[Goal] Copy each of the rows below line for line, leaving the pictures out of your copy.

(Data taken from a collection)
☆ ☆ ☆ ☆ ☆ ☆ ☆
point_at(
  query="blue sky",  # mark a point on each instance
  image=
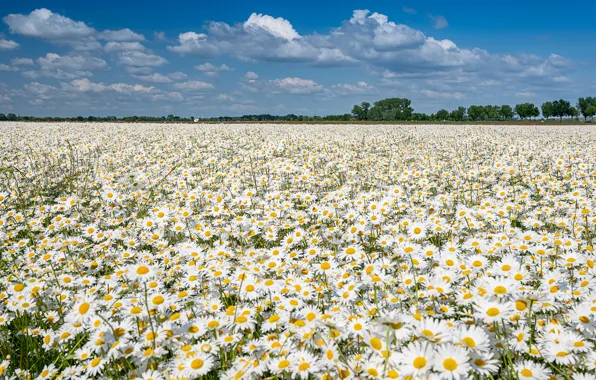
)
(310, 57)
☆ ☆ ☆ ☆ ☆ ☆ ☆
[Response below]
point_at(
  query="blue sky",  # mark a point on each instance
  image=
)
(310, 57)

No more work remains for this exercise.